*WHAT IS ASKED*: Copy exactly the lines from the "[locate] green lawn" line to the end, both included, and nothing else.

*RECORDS*:
========================================================================

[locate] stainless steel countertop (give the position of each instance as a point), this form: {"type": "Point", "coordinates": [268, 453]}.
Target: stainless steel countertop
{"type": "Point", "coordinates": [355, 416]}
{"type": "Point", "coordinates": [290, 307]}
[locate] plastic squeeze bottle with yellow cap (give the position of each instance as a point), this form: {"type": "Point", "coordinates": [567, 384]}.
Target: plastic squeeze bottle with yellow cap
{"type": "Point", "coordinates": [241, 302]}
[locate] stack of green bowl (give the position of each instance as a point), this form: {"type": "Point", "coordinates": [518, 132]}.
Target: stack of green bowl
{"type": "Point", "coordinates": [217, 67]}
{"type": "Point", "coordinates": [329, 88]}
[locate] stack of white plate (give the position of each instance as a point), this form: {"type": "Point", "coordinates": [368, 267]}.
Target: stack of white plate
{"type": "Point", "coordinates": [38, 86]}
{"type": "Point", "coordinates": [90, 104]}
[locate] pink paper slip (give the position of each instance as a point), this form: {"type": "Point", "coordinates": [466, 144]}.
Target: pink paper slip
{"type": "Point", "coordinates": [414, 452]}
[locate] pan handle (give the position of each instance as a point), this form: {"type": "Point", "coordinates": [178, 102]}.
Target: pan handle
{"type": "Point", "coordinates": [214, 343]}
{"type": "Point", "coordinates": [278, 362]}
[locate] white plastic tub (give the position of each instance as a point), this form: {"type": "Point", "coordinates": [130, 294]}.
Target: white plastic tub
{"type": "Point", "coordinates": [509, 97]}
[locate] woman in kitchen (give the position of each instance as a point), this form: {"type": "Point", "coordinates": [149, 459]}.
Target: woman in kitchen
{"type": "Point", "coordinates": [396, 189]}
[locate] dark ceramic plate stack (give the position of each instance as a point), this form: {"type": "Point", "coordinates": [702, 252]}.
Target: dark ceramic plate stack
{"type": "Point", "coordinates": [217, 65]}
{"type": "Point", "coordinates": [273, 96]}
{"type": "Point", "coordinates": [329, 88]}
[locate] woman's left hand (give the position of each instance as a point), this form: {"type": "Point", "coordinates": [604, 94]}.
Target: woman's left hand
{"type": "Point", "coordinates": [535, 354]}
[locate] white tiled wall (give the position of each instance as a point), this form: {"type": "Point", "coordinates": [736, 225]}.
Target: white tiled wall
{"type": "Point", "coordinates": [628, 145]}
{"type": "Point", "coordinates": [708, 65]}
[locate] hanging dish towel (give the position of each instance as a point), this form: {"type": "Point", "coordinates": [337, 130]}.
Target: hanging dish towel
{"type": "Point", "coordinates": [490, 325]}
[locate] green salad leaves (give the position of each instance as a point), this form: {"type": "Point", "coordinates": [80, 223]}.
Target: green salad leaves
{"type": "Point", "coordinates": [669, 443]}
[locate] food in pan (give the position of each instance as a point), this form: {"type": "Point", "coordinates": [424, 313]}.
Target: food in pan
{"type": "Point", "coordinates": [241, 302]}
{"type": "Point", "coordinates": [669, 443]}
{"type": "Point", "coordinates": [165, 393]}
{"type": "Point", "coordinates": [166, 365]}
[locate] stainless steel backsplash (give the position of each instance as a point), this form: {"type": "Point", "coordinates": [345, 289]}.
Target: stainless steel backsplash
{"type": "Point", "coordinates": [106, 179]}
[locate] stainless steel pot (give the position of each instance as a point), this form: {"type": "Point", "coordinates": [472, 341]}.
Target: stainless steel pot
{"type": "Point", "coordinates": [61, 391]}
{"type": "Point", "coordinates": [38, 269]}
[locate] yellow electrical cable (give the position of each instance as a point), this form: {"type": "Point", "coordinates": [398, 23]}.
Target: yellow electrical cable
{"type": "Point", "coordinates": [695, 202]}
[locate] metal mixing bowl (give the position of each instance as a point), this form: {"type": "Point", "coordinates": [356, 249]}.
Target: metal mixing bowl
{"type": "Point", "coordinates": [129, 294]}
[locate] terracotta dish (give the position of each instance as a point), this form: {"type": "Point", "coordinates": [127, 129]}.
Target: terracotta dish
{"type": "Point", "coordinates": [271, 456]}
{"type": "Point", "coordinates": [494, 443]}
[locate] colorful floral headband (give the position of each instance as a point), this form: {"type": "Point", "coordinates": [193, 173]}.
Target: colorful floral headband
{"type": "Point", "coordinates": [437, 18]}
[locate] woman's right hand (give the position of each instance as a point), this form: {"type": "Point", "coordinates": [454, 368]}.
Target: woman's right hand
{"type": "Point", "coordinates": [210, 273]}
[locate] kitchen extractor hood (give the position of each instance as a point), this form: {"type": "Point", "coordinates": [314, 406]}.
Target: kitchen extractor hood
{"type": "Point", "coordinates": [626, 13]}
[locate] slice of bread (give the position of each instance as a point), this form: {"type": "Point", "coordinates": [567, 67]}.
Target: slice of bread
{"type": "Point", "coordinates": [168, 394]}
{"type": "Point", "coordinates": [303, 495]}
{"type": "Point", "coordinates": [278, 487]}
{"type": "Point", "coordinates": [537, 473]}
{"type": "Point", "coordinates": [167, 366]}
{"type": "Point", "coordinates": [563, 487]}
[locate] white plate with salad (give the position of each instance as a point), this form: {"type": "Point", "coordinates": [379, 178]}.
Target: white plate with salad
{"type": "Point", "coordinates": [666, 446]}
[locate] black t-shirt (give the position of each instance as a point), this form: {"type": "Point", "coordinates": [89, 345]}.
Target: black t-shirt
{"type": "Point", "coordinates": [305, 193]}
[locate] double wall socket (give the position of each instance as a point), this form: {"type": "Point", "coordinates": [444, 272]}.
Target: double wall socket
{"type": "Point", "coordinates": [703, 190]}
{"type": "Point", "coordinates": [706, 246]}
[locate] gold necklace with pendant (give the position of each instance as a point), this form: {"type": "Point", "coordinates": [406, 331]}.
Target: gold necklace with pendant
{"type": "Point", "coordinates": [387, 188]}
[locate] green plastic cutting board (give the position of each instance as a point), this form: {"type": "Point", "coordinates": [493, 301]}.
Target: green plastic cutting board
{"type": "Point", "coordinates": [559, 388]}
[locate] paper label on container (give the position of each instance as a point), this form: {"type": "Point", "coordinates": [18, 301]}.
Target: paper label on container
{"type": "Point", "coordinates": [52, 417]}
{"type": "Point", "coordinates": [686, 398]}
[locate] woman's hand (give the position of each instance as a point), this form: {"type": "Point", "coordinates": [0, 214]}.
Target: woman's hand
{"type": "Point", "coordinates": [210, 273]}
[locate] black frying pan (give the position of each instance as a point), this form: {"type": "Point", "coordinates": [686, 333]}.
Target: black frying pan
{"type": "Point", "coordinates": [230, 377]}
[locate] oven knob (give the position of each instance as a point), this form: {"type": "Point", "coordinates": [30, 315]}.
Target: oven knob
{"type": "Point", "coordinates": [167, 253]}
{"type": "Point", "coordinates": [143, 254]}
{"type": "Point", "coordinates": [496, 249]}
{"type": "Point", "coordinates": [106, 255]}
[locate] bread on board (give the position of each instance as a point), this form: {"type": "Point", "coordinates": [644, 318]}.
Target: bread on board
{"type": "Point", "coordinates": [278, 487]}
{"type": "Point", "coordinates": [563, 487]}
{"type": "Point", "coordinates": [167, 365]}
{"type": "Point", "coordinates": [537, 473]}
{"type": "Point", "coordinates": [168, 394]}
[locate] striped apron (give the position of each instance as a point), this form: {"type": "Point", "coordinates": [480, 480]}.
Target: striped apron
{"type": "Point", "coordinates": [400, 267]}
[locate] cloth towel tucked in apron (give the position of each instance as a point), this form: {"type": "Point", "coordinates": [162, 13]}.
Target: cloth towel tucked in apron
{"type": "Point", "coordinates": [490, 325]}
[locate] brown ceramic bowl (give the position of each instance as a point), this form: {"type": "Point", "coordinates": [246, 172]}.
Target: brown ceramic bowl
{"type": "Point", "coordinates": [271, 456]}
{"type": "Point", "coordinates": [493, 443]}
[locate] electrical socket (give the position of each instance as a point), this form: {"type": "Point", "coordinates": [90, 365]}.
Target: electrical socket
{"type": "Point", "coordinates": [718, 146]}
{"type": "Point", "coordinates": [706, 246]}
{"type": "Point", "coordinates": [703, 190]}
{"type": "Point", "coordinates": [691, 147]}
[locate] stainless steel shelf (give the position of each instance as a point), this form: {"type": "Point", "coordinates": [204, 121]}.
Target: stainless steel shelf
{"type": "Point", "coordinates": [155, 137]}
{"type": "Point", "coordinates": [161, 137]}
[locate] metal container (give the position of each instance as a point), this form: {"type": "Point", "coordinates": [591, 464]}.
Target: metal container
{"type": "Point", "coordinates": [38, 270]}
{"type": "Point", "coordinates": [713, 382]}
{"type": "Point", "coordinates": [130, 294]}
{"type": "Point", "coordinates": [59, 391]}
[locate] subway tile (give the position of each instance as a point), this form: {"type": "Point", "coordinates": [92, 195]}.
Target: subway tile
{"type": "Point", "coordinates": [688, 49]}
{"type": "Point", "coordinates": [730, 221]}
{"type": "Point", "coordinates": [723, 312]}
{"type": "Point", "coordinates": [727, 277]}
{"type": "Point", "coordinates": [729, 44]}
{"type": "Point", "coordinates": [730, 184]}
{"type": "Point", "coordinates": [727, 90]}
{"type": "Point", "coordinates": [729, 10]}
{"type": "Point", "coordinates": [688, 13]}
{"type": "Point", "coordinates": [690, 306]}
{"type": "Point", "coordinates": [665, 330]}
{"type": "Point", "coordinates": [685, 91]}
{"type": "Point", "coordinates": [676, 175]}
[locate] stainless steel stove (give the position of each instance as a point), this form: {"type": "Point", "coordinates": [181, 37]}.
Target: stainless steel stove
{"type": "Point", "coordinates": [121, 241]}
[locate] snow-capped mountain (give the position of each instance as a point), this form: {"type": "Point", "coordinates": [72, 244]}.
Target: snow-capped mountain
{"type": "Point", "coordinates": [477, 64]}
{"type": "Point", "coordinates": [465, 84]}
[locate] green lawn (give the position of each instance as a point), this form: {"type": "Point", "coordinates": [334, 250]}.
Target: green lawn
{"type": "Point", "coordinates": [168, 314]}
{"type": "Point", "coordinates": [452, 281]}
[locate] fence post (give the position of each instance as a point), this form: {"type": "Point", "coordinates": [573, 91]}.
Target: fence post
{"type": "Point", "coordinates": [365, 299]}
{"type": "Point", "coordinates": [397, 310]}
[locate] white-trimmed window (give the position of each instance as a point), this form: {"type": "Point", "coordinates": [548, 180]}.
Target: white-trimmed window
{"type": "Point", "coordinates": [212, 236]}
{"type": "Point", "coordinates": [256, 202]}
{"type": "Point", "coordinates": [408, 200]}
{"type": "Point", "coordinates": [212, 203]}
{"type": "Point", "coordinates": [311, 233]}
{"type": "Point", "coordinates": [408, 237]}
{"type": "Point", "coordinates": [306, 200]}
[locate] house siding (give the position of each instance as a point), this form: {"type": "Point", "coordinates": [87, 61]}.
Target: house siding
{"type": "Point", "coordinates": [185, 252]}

========================================================================

*RESULT*:
[locate] green lawn (give the position of each instance as a point), this form: {"type": "Point", "coordinates": [334, 250]}.
Target: green lawn
{"type": "Point", "coordinates": [168, 314]}
{"type": "Point", "coordinates": [452, 281]}
[locate] fence post (give the position of each instance as a point), this form: {"type": "Point", "coordinates": [573, 91]}.
Target: fence post
{"type": "Point", "coordinates": [365, 299]}
{"type": "Point", "coordinates": [397, 310]}
[locate] white-trimmed window (give the position of each instance as a point), this form: {"type": "Point", "coordinates": [548, 180]}.
Target: white-trimmed window
{"type": "Point", "coordinates": [212, 236]}
{"type": "Point", "coordinates": [256, 202]}
{"type": "Point", "coordinates": [408, 200]}
{"type": "Point", "coordinates": [212, 203]}
{"type": "Point", "coordinates": [311, 233]}
{"type": "Point", "coordinates": [408, 237]}
{"type": "Point", "coordinates": [306, 200]}
[locate] house siding (give the position of each instance as a point), this form: {"type": "Point", "coordinates": [87, 61]}.
Target: house siding
{"type": "Point", "coordinates": [185, 252]}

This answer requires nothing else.